- [Stated problem] Reproduce the rows in the stretch from the line containing "Outline any large boulder you see." through the line containing "108, 94, 117, 114", substituting "object" for every "instance" and leaving everything else unchanged. Omit the pictures from your output.
* * *
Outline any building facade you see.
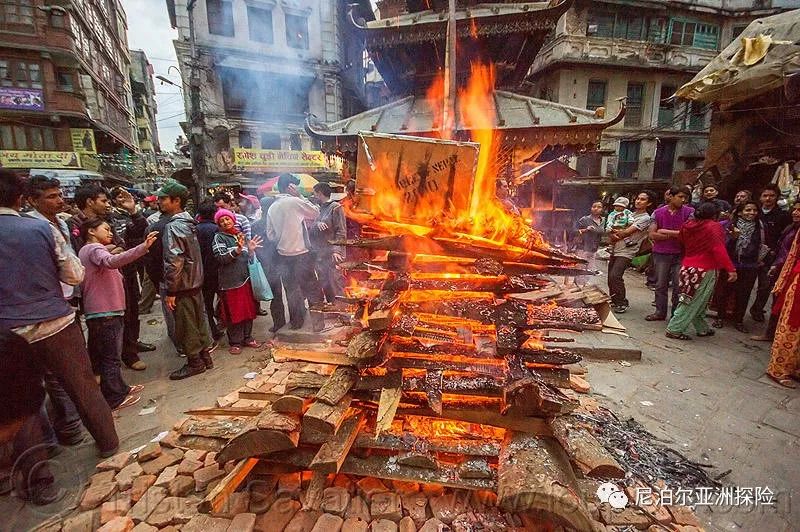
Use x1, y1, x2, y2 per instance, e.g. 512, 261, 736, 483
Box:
167, 0, 364, 182
527, 0, 788, 181
0, 0, 137, 179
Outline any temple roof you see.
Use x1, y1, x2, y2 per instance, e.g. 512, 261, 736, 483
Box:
306, 90, 625, 151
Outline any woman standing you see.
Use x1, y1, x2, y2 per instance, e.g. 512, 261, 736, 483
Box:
212, 209, 261, 355
767, 227, 800, 388
713, 200, 765, 333
666, 202, 736, 340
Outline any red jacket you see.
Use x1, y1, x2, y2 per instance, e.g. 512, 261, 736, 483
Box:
680, 220, 736, 273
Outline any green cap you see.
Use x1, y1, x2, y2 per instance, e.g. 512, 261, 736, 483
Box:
156, 179, 189, 198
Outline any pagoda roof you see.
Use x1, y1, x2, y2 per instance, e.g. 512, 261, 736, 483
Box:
306, 90, 625, 151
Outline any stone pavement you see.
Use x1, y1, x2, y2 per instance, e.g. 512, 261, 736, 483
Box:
587, 271, 800, 531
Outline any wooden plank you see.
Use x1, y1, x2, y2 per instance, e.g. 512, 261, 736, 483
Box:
197, 458, 258, 514
309, 411, 366, 473
318, 367, 358, 406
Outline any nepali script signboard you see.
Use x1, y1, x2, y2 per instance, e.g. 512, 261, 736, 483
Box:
0, 150, 81, 168
356, 132, 480, 226
233, 148, 328, 172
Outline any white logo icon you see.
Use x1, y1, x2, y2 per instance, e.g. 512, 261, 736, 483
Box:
597, 482, 628, 510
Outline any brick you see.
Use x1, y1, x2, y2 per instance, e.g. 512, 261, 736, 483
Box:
141, 449, 183, 475
181, 514, 231, 532
356, 477, 389, 500
136, 442, 161, 462
401, 492, 428, 527
255, 498, 300, 532
369, 519, 397, 532
344, 495, 372, 523
397, 516, 417, 532
284, 510, 322, 532
97, 515, 133, 532
131, 475, 158, 504
97, 451, 133, 471
167, 475, 194, 497
128, 486, 167, 523
114, 462, 143, 491
369, 492, 403, 522
154, 465, 178, 488
342, 517, 369, 532
79, 482, 119, 510
311, 514, 344, 532
320, 486, 350, 517
228, 513, 256, 532
192, 464, 225, 491
178, 458, 205, 475
61, 510, 100, 532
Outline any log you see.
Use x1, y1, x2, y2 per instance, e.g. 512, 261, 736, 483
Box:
217, 405, 300, 464
497, 431, 597, 531
197, 458, 258, 514
318, 367, 358, 406
550, 416, 625, 478
303, 395, 353, 434
309, 411, 366, 473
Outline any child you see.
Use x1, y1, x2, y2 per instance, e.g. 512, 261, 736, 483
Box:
78, 218, 158, 410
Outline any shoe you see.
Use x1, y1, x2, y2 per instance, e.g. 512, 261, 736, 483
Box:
136, 340, 156, 353
200, 350, 214, 369
112, 394, 142, 412
125, 360, 147, 371
169, 363, 206, 381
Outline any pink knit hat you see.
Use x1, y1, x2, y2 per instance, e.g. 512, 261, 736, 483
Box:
214, 209, 236, 224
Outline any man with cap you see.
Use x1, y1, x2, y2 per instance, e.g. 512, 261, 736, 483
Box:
266, 174, 325, 332
156, 180, 214, 380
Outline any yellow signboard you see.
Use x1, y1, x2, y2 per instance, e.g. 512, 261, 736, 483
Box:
0, 150, 81, 168
233, 148, 328, 172
69, 128, 97, 153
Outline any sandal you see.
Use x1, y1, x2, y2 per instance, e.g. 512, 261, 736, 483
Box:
665, 331, 692, 340
114, 394, 141, 412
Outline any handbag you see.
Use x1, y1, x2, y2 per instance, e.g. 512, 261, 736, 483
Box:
247, 256, 273, 301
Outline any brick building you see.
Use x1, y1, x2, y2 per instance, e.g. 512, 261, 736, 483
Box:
0, 0, 137, 179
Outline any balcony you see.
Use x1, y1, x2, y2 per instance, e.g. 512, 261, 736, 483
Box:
531, 34, 719, 74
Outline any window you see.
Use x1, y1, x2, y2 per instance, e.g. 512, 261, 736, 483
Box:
0, 125, 56, 151
247, 6, 273, 43
625, 82, 644, 127
0, 0, 34, 33
669, 19, 719, 50
286, 13, 308, 50
586, 79, 606, 111
617, 140, 641, 179
239, 130, 253, 148
56, 70, 73, 92
658, 85, 675, 127
261, 133, 281, 150
0, 59, 42, 89
206, 0, 234, 37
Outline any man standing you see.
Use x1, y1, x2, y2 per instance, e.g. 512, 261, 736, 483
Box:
308, 183, 347, 303
266, 174, 325, 332
608, 191, 656, 314
750, 184, 792, 322
0, 170, 119, 466
645, 186, 694, 321
156, 180, 214, 380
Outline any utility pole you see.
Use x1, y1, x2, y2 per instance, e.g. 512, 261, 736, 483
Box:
186, 0, 203, 205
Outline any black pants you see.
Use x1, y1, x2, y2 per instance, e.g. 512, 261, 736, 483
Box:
277, 253, 324, 331
122, 269, 141, 366
608, 256, 631, 306
717, 268, 758, 323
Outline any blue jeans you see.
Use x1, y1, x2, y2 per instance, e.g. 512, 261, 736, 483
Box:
653, 253, 681, 317
86, 316, 131, 409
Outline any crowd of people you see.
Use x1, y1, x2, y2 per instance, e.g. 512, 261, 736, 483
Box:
575, 184, 800, 388
0, 170, 350, 504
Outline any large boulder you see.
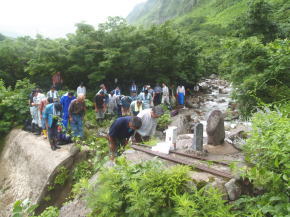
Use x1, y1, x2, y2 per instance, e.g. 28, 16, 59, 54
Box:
206, 110, 225, 145
0, 129, 78, 217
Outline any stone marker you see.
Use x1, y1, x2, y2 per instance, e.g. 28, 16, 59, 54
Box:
206, 110, 225, 145
192, 123, 203, 151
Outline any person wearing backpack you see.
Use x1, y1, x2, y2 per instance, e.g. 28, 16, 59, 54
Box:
43, 97, 60, 151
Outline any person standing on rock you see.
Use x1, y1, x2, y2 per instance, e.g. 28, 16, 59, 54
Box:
161, 83, 170, 105
121, 96, 132, 116
130, 81, 138, 96
95, 91, 105, 121
39, 98, 48, 139
176, 85, 185, 106
77, 82, 87, 95
130, 99, 143, 116
135, 105, 164, 142
138, 89, 152, 109
32, 89, 45, 135
60, 92, 76, 128
46, 86, 59, 102
108, 116, 142, 160
68, 94, 86, 137
43, 97, 60, 151
52, 72, 63, 90
153, 83, 162, 106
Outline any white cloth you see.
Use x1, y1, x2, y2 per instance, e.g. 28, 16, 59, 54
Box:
47, 90, 58, 101
77, 86, 86, 95
32, 93, 45, 127
176, 86, 185, 95
162, 86, 169, 96
161, 96, 170, 105
137, 109, 157, 136
108, 94, 117, 114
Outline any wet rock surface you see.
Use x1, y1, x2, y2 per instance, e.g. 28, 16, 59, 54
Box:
206, 110, 225, 145
0, 129, 77, 217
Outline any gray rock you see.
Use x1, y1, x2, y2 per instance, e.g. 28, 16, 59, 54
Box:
59, 198, 91, 217
206, 110, 225, 145
0, 129, 78, 217
205, 178, 229, 200
192, 123, 203, 151
177, 134, 193, 140
225, 179, 242, 200
209, 74, 217, 79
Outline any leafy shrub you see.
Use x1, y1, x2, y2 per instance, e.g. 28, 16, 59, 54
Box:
236, 109, 290, 216
38, 206, 59, 217
54, 166, 68, 185
12, 199, 37, 217
73, 161, 93, 182
71, 178, 89, 198
87, 158, 231, 217
157, 113, 172, 131
0, 79, 35, 137
219, 37, 290, 116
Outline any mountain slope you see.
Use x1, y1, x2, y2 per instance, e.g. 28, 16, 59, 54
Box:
127, 0, 290, 26
127, 0, 200, 25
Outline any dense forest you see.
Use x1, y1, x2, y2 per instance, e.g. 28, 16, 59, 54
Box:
0, 0, 290, 216
0, 0, 290, 136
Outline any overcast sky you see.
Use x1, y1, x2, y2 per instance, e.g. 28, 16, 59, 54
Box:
0, 0, 146, 38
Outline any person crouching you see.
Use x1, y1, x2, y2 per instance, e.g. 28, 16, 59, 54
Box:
108, 116, 142, 160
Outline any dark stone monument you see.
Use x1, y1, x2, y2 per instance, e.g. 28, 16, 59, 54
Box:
206, 110, 225, 145
192, 123, 203, 151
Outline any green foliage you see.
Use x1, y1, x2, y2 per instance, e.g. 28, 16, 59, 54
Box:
236, 109, 290, 216
173, 187, 235, 217
73, 161, 93, 182
157, 112, 172, 131
0, 79, 35, 137
71, 178, 89, 198
54, 166, 69, 185
88, 158, 232, 217
12, 199, 37, 217
219, 37, 290, 116
234, 0, 278, 42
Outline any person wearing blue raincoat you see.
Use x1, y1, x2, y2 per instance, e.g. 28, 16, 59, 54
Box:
60, 92, 76, 128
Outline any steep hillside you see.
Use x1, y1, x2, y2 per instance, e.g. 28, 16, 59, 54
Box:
127, 0, 200, 25
127, 0, 290, 26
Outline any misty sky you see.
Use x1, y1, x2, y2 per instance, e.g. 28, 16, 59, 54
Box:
0, 0, 145, 38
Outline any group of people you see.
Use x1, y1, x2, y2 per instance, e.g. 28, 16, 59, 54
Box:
29, 84, 86, 150
94, 82, 185, 120
29, 79, 185, 158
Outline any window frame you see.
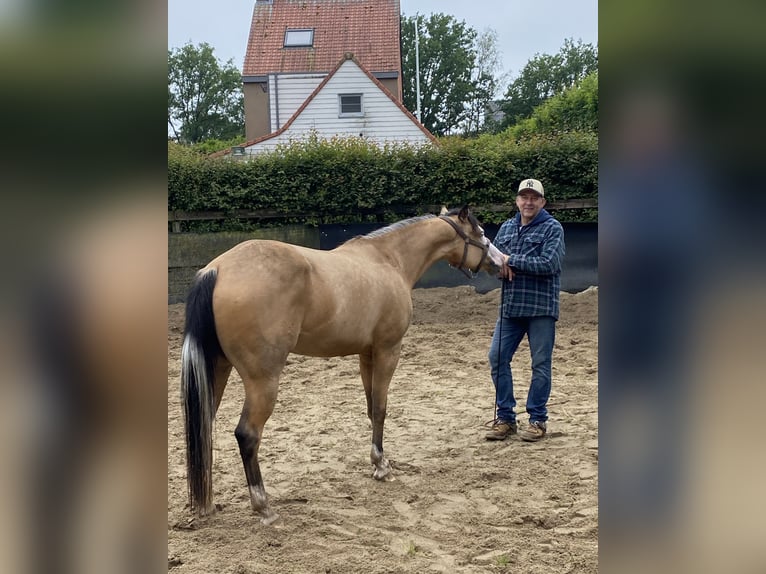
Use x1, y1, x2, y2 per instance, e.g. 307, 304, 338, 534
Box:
282, 28, 314, 48
338, 92, 364, 118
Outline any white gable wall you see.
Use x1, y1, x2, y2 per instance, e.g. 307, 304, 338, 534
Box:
246, 60, 430, 153
269, 74, 327, 132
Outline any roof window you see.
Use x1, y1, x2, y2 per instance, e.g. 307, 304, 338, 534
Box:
284, 28, 314, 48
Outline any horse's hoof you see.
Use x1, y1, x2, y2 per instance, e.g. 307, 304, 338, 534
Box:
261, 512, 279, 526
372, 468, 396, 482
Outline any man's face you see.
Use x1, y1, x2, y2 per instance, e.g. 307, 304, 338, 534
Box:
516, 189, 545, 223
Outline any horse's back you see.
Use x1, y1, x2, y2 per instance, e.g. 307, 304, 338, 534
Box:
201, 240, 412, 356
207, 240, 311, 364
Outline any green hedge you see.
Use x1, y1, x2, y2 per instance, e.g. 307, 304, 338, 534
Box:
168, 132, 598, 227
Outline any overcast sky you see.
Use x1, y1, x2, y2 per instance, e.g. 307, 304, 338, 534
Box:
168, 0, 598, 83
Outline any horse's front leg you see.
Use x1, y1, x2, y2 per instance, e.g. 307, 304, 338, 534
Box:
369, 344, 401, 481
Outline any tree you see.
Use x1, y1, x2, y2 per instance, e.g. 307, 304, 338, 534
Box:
506, 71, 598, 140
465, 28, 505, 134
501, 39, 598, 129
168, 43, 245, 143
401, 14, 476, 135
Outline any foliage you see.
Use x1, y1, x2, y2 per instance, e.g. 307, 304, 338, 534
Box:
465, 28, 505, 135
500, 39, 598, 129
168, 132, 598, 231
168, 43, 244, 143
401, 14, 477, 136
507, 71, 598, 140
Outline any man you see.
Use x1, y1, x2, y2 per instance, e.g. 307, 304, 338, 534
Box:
486, 179, 564, 441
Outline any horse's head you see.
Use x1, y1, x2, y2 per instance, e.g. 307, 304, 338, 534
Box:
439, 205, 504, 277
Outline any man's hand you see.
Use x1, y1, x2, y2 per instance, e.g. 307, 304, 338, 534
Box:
498, 255, 513, 281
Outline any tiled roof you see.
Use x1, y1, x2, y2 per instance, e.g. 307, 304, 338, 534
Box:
208, 52, 438, 158
242, 0, 401, 76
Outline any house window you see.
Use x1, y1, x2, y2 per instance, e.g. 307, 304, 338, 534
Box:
338, 94, 364, 118
285, 28, 314, 48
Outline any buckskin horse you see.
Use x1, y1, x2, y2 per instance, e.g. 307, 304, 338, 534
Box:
181, 207, 503, 524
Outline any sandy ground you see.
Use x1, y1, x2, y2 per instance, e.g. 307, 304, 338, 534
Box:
168, 287, 598, 574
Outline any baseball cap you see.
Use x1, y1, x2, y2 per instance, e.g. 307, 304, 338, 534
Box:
518, 179, 545, 197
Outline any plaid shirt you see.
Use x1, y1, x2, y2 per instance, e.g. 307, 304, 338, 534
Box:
493, 209, 564, 319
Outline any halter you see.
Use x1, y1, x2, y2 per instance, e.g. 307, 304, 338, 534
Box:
439, 215, 489, 279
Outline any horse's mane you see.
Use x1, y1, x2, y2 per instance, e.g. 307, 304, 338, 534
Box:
358, 213, 436, 239
346, 208, 480, 243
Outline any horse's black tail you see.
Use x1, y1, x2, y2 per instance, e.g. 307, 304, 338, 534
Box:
181, 269, 222, 515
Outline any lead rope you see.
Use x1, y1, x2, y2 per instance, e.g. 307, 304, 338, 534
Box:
484, 278, 508, 427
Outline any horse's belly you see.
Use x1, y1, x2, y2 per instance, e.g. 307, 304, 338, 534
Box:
293, 333, 372, 357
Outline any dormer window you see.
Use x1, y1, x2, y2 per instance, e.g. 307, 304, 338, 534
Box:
284, 28, 314, 48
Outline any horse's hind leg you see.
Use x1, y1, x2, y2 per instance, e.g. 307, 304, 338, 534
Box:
234, 376, 279, 524
213, 355, 232, 412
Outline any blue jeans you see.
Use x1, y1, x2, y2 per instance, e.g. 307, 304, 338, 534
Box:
489, 316, 556, 422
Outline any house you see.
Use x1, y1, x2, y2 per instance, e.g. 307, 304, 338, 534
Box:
226, 0, 434, 153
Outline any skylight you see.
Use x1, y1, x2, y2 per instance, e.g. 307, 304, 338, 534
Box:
285, 28, 314, 48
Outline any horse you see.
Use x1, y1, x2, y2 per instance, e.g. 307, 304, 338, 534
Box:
181, 206, 503, 524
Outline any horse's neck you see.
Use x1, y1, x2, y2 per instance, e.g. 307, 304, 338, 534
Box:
370, 218, 455, 285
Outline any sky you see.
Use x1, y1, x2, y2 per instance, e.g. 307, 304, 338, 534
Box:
168, 0, 598, 85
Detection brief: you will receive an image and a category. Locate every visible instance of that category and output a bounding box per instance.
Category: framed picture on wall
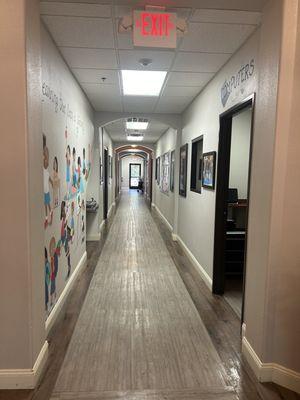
* * *
- [Output for this task]
Outline any large boulder you see.
Use x1, y1, x2, y2 per object, e.g. 28, 16, 59, 54
Box:
206, 110, 225, 145
0, 129, 78, 217
Outline any stone marker you see.
Use x1, y1, x2, y2 per object, e.g. 28, 16, 59, 54
Box:
206, 110, 225, 145
192, 123, 203, 151
Outline any person wearing backpack you see.
Use x1, y1, x2, y2 per object, e.g. 28, 16, 59, 54
Box:
43, 97, 60, 151
Outline any person standing on rock you see.
Use x1, y1, x2, y2 per object, e.g. 28, 16, 59, 54
Box:
161, 83, 170, 105
121, 96, 132, 116
130, 81, 138, 96
95, 91, 105, 121
39, 98, 48, 139
176, 85, 185, 106
77, 82, 87, 95
130, 99, 143, 116
135, 105, 164, 142
138, 89, 152, 109
32, 89, 45, 135
60, 92, 76, 128
46, 86, 59, 102
108, 116, 142, 160
68, 94, 86, 137
43, 97, 60, 151
52, 72, 63, 90
153, 83, 162, 106
Outline any white cloth you see.
Use x1, y1, x2, y2 per object, e.g. 28, 16, 59, 54
Box:
47, 90, 58, 101
77, 86, 86, 95
32, 93, 45, 127
176, 86, 185, 95
162, 86, 169, 96
161, 96, 170, 105
137, 109, 157, 136
108, 94, 117, 114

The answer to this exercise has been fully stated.